→ Work to do
Display every line of the data below that contains the word "turquoise".

■ ■ ■

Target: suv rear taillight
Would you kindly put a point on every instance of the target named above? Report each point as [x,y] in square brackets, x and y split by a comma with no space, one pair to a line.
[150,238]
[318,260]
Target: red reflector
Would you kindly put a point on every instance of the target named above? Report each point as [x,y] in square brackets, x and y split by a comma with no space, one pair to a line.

■ ■ ■

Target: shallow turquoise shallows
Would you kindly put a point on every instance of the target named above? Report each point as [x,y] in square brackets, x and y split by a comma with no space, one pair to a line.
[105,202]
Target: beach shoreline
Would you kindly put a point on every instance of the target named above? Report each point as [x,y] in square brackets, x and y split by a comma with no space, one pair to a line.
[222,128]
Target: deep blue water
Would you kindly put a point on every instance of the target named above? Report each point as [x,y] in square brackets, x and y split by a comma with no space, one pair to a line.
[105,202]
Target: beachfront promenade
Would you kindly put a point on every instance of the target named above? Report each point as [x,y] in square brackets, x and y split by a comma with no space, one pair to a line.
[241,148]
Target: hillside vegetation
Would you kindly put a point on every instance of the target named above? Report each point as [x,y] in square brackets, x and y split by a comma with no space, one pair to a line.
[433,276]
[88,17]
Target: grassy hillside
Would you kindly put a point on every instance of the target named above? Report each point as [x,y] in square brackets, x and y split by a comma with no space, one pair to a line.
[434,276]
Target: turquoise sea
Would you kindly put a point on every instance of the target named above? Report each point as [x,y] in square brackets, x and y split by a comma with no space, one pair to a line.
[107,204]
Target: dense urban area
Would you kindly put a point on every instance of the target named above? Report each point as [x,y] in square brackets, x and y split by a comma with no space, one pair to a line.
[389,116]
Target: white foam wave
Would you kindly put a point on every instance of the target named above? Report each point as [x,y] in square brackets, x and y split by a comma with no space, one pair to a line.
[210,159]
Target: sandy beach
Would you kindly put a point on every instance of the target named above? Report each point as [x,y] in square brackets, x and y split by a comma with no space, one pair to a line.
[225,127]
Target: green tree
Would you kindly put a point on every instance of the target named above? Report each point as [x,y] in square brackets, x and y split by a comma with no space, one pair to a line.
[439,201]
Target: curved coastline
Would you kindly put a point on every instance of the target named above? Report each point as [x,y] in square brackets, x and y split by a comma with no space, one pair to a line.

■ ■ ■

→ Complete answer
Target: shallow turquoise shallows
Target: turquoise sea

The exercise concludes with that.